# READING TEXT:
So, the power of general competence is something that councils have been asking for for some time. It doesn't remove restrictions that exist in law at the moment, so it gives an authority the power to do anything that it's not specifically restricted from doing by existing legislation. It means they don't have to search for a power to do something, but if there is a power saying that you can't do something—. Sorry, I said 'power'. If there is a legislative provision saying you can't do something, then that stands. So, they're still prevented from doing anything they're specifically prohibited from doing, but you don't have to be casting around for a power to do something if it's not specifically prohibited, so that's the difference. It's something that councils have been asking for for a very long time.
They still have to have a transparent and robust decision-making process for why they're going to do that and why it benefits the local community and so on. They'd be expected to make those decisions properly, so within all of the normal terms of decision making—they'd have to be Wednesbury reasonable, as the saying goes. But, as long as they're not specifically prohibited they can do it.
In terms of community councils, we have a large number of community councils that, unfortunately, have qualified accounts and a number of other issues. We don't think that it would be right to give them the power to do anything that their local community might benefit from until they can prove that they've got good governance in place, so that they are making transparent and robust decisions based on the right kind of governance. Once they can do that, we're extremely happy for them to go ahead and do anything that they deem necessary for their local community.

# Recorded data:
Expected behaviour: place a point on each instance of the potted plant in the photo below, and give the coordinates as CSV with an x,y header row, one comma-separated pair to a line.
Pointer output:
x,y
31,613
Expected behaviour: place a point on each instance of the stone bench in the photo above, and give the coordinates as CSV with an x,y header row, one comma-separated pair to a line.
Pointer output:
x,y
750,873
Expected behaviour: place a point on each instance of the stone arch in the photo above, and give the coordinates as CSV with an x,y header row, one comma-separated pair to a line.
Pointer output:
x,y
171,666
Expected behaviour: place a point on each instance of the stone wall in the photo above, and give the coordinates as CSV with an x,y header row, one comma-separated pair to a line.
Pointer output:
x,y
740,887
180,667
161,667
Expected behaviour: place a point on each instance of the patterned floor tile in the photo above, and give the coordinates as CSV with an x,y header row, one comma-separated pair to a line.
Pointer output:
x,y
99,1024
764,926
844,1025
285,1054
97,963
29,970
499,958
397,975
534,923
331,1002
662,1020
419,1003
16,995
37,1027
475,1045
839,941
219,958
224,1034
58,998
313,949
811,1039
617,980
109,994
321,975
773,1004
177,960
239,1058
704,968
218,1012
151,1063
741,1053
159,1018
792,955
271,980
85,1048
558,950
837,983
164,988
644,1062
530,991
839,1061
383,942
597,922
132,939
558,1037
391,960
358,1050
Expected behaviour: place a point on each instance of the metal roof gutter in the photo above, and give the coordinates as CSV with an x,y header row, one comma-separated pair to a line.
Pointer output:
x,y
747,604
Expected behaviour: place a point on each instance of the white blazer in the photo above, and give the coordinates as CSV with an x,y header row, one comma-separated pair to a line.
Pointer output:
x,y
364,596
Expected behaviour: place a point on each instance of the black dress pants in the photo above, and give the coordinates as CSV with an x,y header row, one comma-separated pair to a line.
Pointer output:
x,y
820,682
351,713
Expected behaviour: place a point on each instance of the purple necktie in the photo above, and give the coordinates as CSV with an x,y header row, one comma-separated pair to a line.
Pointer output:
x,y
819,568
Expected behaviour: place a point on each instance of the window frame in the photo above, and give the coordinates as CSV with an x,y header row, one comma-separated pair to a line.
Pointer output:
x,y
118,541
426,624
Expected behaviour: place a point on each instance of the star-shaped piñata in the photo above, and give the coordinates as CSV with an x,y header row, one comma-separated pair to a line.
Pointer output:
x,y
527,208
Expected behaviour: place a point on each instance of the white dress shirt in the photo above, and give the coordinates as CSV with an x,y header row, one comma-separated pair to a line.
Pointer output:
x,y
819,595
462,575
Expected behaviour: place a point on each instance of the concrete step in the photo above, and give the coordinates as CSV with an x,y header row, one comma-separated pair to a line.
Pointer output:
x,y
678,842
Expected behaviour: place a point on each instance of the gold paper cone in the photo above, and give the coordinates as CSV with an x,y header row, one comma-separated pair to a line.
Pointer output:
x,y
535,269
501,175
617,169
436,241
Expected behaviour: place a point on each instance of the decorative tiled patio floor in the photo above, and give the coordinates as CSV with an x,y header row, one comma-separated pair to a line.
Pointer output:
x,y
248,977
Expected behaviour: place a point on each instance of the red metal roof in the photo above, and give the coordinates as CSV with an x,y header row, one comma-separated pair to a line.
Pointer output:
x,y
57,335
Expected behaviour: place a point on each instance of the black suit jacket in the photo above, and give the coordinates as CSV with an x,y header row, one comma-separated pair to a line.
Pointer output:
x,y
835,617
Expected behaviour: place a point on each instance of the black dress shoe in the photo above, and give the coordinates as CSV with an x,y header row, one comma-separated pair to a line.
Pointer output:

# WHAT IS ASKED:
#1 Which rows contain the word "white"? Gather each of them, counting only matches with the same case.
#2 Continue the passage on councils' general power of competence, picking up after its last sentence.

# THE RESULTS:
#1
Expected behaviour: place a point on each instance of the white blazer in the photo above, and give the coordinates as CSV with an x,y header row, one comma-separated pair to a line.
Expected behaviour: place a point on each instance of the white dress shirt in the photo above, and give the coordinates as CSV with an x,y header row, one comma-separated pair to a line.

#2
What process will exist for them to prove that or, potentially, to disqualify themselves even if accredited in the first place?
So, there's a set of criteria that we're setting out. They have to have unqualified audits; they have to have more than two thirds of them standing for election, so not seconded or appointed; and they have to have a clerk who's got the right qualifications.
Okay. What evidence has the Welsh Government sought of the experience of local government in England using the general power? Have you seen or considered any signs of innovation across the border following its introduction?
Yes, several local authorities have used a power of general competence to do various things. I have an example here in Plymouth, for example. Plymouth City Council formed a community-interest company with the health service to integrate their health and social care. Obviously, it's different in England to the way we do it here. There's the Plymouth Energy Community, which is a co-operative to reduce fuel costs, and there's a school food co-operative in Plymouth. So, that's just one example from one council.
I'm aware of others. Some London authorities set up insurance-based services, for example, that were previously very difficult to run. There are a large number of examples of things that councils can do as a result of this that they would have struggled to find a specific power to do previously.
That's helpful, because I think the explanatory memorandum provided examples that would only fall in the two years following the introduction under the Localism Act 2011 in England. No doubt we will be interested in looking more at that in committee ourselves.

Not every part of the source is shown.